Problem to work on: Pictures aside, output each record exactly.

Material for this exercise:
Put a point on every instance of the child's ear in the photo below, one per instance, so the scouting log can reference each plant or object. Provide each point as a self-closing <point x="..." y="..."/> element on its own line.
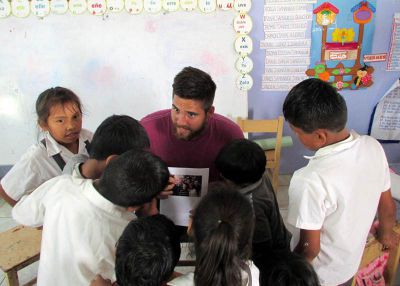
<point x="321" y="137"/>
<point x="109" y="158"/>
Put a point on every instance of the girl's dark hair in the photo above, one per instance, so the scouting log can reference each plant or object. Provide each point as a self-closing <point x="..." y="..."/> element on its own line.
<point x="223" y="229"/>
<point x="53" y="96"/>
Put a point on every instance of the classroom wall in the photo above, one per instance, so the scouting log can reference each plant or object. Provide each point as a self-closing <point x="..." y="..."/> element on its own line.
<point x="360" y="103"/>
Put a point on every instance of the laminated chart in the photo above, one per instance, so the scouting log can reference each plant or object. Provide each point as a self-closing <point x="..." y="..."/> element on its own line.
<point x="287" y="43"/>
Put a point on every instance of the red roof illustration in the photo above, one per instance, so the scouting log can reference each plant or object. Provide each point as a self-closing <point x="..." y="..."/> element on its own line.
<point x="326" y="6"/>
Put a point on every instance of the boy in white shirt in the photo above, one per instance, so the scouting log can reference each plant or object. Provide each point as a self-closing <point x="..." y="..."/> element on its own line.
<point x="82" y="219"/>
<point x="333" y="200"/>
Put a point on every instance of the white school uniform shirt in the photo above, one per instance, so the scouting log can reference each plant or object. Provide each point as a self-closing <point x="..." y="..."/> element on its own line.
<point x="80" y="230"/>
<point x="37" y="165"/>
<point x="338" y="192"/>
<point x="188" y="278"/>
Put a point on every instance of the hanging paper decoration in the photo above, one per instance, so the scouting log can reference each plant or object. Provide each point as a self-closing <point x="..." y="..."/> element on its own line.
<point x="115" y="5"/>
<point x="171" y="5"/>
<point x="225" y="4"/>
<point x="97" y="7"/>
<point x="243" y="6"/>
<point x="152" y="6"/>
<point x="59" y="6"/>
<point x="341" y="35"/>
<point x="40" y="8"/>
<point x="207" y="6"/>
<point x="5" y="8"/>
<point x="20" y="8"/>
<point x="188" y="5"/>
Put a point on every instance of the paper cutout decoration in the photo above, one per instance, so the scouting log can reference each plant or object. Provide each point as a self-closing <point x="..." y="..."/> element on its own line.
<point x="393" y="62"/>
<point x="244" y="82"/>
<point x="244" y="65"/>
<point x="207" y="6"/>
<point x="115" y="5"/>
<point x="242" y="23"/>
<point x="96" y="7"/>
<point x="171" y="5"/>
<point x="40" y="8"/>
<point x="58" y="6"/>
<point x="188" y="5"/>
<point x="134" y="6"/>
<point x="344" y="47"/>
<point x="243" y="45"/>
<point x="77" y="6"/>
<point x="152" y="6"/>
<point x="5" y="8"/>
<point x="242" y="6"/>
<point x="20" y="8"/>
<point x="225" y="4"/>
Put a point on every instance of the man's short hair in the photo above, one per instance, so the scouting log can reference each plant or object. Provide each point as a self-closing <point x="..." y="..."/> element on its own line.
<point x="147" y="252"/>
<point x="133" y="178"/>
<point x="314" y="104"/>
<point x="241" y="161"/>
<point x="195" y="84"/>
<point x="116" y="135"/>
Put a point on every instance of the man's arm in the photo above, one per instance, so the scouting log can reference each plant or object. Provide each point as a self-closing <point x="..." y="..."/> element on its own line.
<point x="387" y="220"/>
<point x="6" y="197"/>
<point x="309" y="244"/>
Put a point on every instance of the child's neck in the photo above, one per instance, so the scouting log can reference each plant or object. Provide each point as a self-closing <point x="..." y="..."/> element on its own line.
<point x="336" y="137"/>
<point x="73" y="147"/>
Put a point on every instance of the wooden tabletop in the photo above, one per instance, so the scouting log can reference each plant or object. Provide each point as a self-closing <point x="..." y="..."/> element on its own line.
<point x="18" y="245"/>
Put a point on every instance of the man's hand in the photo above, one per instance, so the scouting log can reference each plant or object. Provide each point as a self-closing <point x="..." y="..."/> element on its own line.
<point x="389" y="239"/>
<point x="100" y="281"/>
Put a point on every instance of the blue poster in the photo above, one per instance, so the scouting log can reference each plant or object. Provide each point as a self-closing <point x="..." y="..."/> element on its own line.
<point x="342" y="34"/>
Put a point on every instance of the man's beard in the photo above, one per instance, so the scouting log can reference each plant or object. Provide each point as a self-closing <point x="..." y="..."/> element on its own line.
<point x="192" y="134"/>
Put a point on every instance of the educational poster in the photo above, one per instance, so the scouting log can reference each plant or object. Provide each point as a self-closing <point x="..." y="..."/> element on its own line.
<point x="393" y="63"/>
<point x="342" y="34"/>
<point x="191" y="186"/>
<point x="287" y="42"/>
<point x="386" y="120"/>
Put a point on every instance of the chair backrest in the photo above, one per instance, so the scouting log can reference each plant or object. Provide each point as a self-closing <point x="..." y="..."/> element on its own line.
<point x="373" y="250"/>
<point x="274" y="155"/>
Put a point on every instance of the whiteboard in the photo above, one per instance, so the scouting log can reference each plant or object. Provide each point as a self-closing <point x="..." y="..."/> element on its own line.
<point x="116" y="63"/>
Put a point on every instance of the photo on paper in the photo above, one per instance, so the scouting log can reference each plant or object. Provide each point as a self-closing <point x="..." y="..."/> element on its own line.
<point x="191" y="185"/>
<point x="187" y="185"/>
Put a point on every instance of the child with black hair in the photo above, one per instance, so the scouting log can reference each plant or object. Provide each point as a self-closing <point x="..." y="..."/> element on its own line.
<point x="147" y="253"/>
<point x="242" y="162"/>
<point x="285" y="268"/>
<point x="82" y="219"/>
<point x="222" y="229"/>
<point x="114" y="136"/>
<point x="59" y="113"/>
<point x="333" y="200"/>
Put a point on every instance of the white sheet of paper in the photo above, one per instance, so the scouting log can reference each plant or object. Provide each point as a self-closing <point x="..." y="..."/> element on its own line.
<point x="187" y="194"/>
<point x="386" y="121"/>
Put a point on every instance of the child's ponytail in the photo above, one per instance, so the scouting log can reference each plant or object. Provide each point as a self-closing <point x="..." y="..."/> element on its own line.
<point x="222" y="227"/>
<point x="217" y="262"/>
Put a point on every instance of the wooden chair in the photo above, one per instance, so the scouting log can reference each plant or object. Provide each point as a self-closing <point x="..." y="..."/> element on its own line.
<point x="19" y="247"/>
<point x="274" y="155"/>
<point x="373" y="249"/>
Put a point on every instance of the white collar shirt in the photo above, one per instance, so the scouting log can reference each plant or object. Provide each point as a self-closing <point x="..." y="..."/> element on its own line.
<point x="37" y="165"/>
<point x="80" y="230"/>
<point x="338" y="193"/>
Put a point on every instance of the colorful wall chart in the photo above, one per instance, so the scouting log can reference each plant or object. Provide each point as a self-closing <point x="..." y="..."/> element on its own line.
<point x="342" y="34"/>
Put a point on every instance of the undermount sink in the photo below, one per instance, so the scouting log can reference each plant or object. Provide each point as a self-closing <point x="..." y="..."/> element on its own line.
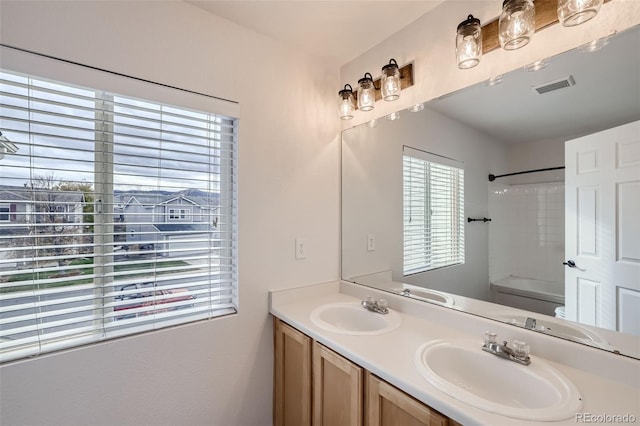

Answer box:
Put a point on every instance of the child's ear in the photo below, one per instance, so the scouting log can reference each plant or object. Provide each point as a self-closing <point x="..." y="..."/> element on its own line.
<point x="321" y="137"/>
<point x="109" y="158"/>
Put a point on every instance of the girl's dark hair in the photo above, one per instance, so the scouting log can reference each plant or object. Provide each point as a self-closing <point x="..." y="..."/> element on its own line.
<point x="223" y="229"/>
<point x="53" y="96"/>
Put a point on every instance of the classroom wall in the photo above, one per instance, so the scouting log can reference each plant or object. Provide each point as a self-closing <point x="..." y="..."/> element on its own line.
<point x="360" y="103"/>
Put a point on every instance of the laminated chart in the photo above, one per instance, so the scouting log can reference each plant or object. Provide each point as a self-closing <point x="..." y="..."/> element on its own line.
<point x="287" y="43"/>
Put a point on every instance of the red roof illustration in the photo above, one per instance, so the scouting log can reference each plant or object. Provide each point as a self-closing <point x="..." y="..."/> element on its own line.
<point x="326" y="6"/>
Put a point on every instance of the boy in white shirt in the photo above, one per instance, so the scouting log can reference each plant or object. Provide each point as a self-closing <point x="..." y="..."/> element on its own line.
<point x="82" y="219"/>
<point x="333" y="200"/>
Put a point on every instance of the white school uniform shirt in the photo above, one per instance, so the scouting log can reference each plant or object. Provide each point as a self-closing <point x="..." y="..."/> element on its own line.
<point x="80" y="230"/>
<point x="37" y="165"/>
<point x="338" y="192"/>
<point x="188" y="278"/>
Put a point on every instance of the hanging paper decoration in the photo above, one per instance, so the scouting log can reference each plant or object. Provide each point as a self-closing <point x="..." y="..."/> element on its own line.
<point x="115" y="5"/>
<point x="171" y="5"/>
<point x="225" y="4"/>
<point x="97" y="7"/>
<point x="243" y="6"/>
<point x="152" y="6"/>
<point x="59" y="6"/>
<point x="341" y="35"/>
<point x="40" y="8"/>
<point x="207" y="6"/>
<point x="5" y="8"/>
<point x="20" y="8"/>
<point x="188" y="5"/>
Put a point on every instance of the paper cutout decoration in the photo above, one per instance, so the scouting log can reference each plant or object. Provide each point as a self-closing <point x="..." y="..."/> element on its own line.
<point x="393" y="62"/>
<point x="244" y="82"/>
<point x="244" y="65"/>
<point x="207" y="6"/>
<point x="115" y="5"/>
<point x="242" y="23"/>
<point x="96" y="7"/>
<point x="171" y="5"/>
<point x="40" y="8"/>
<point x="58" y="6"/>
<point x="188" y="5"/>
<point x="134" y="6"/>
<point x="344" y="47"/>
<point x="243" y="45"/>
<point x="77" y="6"/>
<point x="152" y="6"/>
<point x="5" y="8"/>
<point x="242" y="6"/>
<point x="20" y="8"/>
<point x="225" y="4"/>
Put a point on every instance of the man's short hair in the photo above, one per instance, so the scouting log can reference each plant or object. Provide each point as a self-closing <point x="..." y="..."/> element on its own line.
<point x="147" y="252"/>
<point x="133" y="178"/>
<point x="314" y="104"/>
<point x="241" y="161"/>
<point x="195" y="84"/>
<point x="116" y="135"/>
Put a point on every instance of the man's arm in the photo above, one per instance, so the scouting log can reference each plant or object. Provide each point as a self-closing <point x="..." y="..."/> element on its own line.
<point x="387" y="220"/>
<point x="6" y="197"/>
<point x="309" y="244"/>
Put a point on every instance of the child's neck in the photo above, one per instance, so the scouting log can reference each plant or object. Provide each point as a self-closing <point x="..." y="..."/> element on its own line.
<point x="336" y="137"/>
<point x="73" y="147"/>
Put a point on every instance of the wooden tabletop in the photo above, one per instance, so the scouting log can reference each plant or object. Provide each point as a self-closing <point x="..." y="..."/> element on its own line.
<point x="18" y="245"/>
Put a point on every instance of the man's hand in the photo above, one per instance, so the scouting log can reference each plant or object. Provide each point as a self-closing <point x="..." y="..."/> element on its own line.
<point x="389" y="239"/>
<point x="100" y="281"/>
Put a point on every instance of the blue poster in the photo above, one per instance, so the scouting log can reference each plant or object. Provide each point as a self-closing <point x="..." y="..."/> element on its own line.
<point x="342" y="34"/>
Put a point on every instance of the man's beard in the photo above, one per instance, so the scouting log can reference each plant or object. Provide each point as a self-closing <point x="..." y="..."/> element on its own line.
<point x="192" y="134"/>
Put a point on every instance of the educational poster in the photo above, one per instance, so the scouting log can reference each plant or object. Provide each point as a self-closing <point x="..." y="..."/> element on its own line.
<point x="393" y="63"/>
<point x="342" y="34"/>
<point x="191" y="186"/>
<point x="287" y="42"/>
<point x="386" y="120"/>
Put a point on every instance of the chair backrest in the photo above, one per instance, so the scouting log can reference each plant or object. Provide each point as a self-closing <point x="..." y="..."/> element on its own line.
<point x="373" y="250"/>
<point x="274" y="155"/>
Put a point on every instance of the whiteboard in the photo above, one per instance, so the scouting log can reference each plant or object. Provide each point as a self-closing <point x="..." y="..."/> element on its own line.
<point x="116" y="63"/>
Put a point on every instance of the photo on paper in the photo above, one per instance, so the scouting log can reference each plant or object. Provide each point as a self-closing <point x="..." y="..."/> element on its own line.
<point x="191" y="185"/>
<point x="187" y="185"/>
Put a point on every instance of the child with black hair in the photo above, one per instance, so the scouting log can reference each plant or object. Provide each point as a self-closing <point x="..." y="..."/> element on its own line.
<point x="147" y="253"/>
<point x="242" y="162"/>
<point x="285" y="268"/>
<point x="82" y="219"/>
<point x="222" y="229"/>
<point x="114" y="136"/>
<point x="59" y="113"/>
<point x="333" y="200"/>
Put a point on every instance of the white sheet of paper in the photo above, one per instance, so the scouting log can reference each plant or object. Provide each point as a self-closing <point x="..." y="..."/> element on its own line.
<point x="187" y="194"/>
<point x="386" y="121"/>
Put a point on every instance of the child's ponytail in the photo above, one per instance, so the scouting log can reference each plant or object. Provide each point as a self-closing <point x="..." y="..."/> element on its own line.
<point x="222" y="227"/>
<point x="217" y="262"/>
Put a point on every instance of the wooden chair in the photo above, one per instance, so the scouting log can reference each plant or object. Provide each point as a self-closing <point x="..." y="..."/> element on its own line.
<point x="19" y="247"/>
<point x="274" y="155"/>
<point x="373" y="249"/>
Put a point on every instance of the white collar shirt in the photo above, one per instance, so the scouting log can reference each plant or object. Provide each point as a self-closing <point x="..." y="..."/> element on its own line.
<point x="37" y="165"/>
<point x="80" y="230"/>
<point x="338" y="193"/>
Put a point on every instance of the colorful wall chart in the photo above, one per instance, so the scouting log can reference each plant or object. Provide each point as a self-closing <point x="..." y="..."/> element on its own line.
<point x="342" y="34"/>
Put a point on every instance of the undermount sink in the photo below, one per instance, so the scouting log can reference each plant or object. Provide each point as a self-closing <point x="..." y="..."/> element on its own line.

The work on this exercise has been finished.